Records.
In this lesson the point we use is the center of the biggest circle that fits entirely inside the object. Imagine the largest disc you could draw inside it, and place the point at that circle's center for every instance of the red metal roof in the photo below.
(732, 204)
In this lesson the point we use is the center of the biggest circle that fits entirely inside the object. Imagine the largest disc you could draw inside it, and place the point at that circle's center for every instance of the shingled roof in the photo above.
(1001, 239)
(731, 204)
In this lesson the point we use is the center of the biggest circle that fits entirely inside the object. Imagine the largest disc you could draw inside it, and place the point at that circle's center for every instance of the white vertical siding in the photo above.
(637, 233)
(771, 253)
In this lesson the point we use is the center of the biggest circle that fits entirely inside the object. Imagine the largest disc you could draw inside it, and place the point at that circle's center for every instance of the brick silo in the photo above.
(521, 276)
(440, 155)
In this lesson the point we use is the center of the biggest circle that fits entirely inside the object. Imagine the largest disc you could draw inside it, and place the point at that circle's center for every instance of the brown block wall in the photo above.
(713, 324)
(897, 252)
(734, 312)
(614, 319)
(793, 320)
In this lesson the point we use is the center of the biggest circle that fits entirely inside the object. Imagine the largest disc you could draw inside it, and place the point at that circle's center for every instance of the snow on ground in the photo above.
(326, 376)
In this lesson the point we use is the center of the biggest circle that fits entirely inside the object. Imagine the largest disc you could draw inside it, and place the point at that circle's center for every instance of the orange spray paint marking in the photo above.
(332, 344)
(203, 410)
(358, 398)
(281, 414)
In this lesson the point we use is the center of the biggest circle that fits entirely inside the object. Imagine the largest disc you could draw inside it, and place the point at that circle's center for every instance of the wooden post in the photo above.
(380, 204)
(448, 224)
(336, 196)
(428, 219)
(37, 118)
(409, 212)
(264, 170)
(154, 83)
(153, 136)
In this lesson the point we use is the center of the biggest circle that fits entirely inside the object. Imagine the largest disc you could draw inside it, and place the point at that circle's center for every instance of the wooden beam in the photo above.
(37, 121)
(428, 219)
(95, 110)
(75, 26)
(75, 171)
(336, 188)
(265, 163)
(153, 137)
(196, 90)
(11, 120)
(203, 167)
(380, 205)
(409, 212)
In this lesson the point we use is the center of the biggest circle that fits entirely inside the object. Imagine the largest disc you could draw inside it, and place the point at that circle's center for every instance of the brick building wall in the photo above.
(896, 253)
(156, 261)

Requirement.
Write out all of the records above again, substituting "largest circle" for every occurrence of "biggest circle" and leaving everything else unchanged.

Exercise solution.
In this lesson the point we use is the center of the largest circle that fits entirely inside the object. Imagine the largest disc you could draw inside it, and place the point at that circle's center for every instance of the red metal roof in the photo below.
(732, 204)
In this lesson the point we use is the center of the largest circle that fits entirely inside the object. Imagine the largest disc you could draw inside it, and place the point at that circle's center for every instance of the shingled roof in the photo above.
(1001, 239)
(731, 204)
In this lesson the point we use is the center of the largest circle that fits entirely inside the object. Imagine the largest disc you could draw inside it, and place the point at that circle's center for every instance of the white vertical siding in the photo above.
(637, 233)
(771, 253)
In this lesson the point we use is the center of the largest circle that fits entirely inside the object. Imagine the largest disc you could draw inside it, and place the point at that circle's center for every instance of the brick silo in the photo above.
(521, 276)
(440, 155)
In this lesson the point we use is the center of the largest circle that fits entirely inside the object. Imagine the largest disc you could draw inside it, and place the point at that circle's center for every instance of the brown block wall in the photo above.
(713, 324)
(897, 252)
(734, 312)
(614, 319)
(793, 320)
In this lesson the point we use is the center of the largest circle that fits entirely inside the object. Imagine the largest disc you could draw inside it, and place the point at that circle's center for every instance of the snow on ground in the photo above.
(326, 376)
In this lesson the point we use is the center of the largest circle that fits entirely inside the object. Imagine the largest disc you could draw inside it, and place the point at that circle's center for every instance of the orange spray paint marking in the photo above.
(332, 344)
(203, 410)
(358, 398)
(281, 414)
In this lesson the point we use is the center of the largest circle that fits entirely inside the object. Imagine the largest disc you could draw inside it, and place the point at that circle's center for every instance of the wooden post in the photo above.
(380, 204)
(448, 224)
(336, 196)
(428, 219)
(37, 118)
(409, 212)
(264, 170)
(154, 83)
(153, 136)
In this lesson the point we use is the center of the largest circle that fits entirely inside the object. Imagine the largest disc you could draw inside it, and place the point at that circle's center for every instance of the wooden beam in the photo above.
(37, 121)
(428, 219)
(95, 110)
(75, 26)
(75, 171)
(336, 188)
(265, 163)
(153, 137)
(196, 90)
(11, 120)
(203, 167)
(380, 205)
(409, 212)
In this lesson the point we use is the center of the largest circle that fits entirely inside the object. Imagine the largest disc you could draw inside it, and place the point at that circle's center for every instance of the brick building wall in the photo above.
(896, 253)
(156, 261)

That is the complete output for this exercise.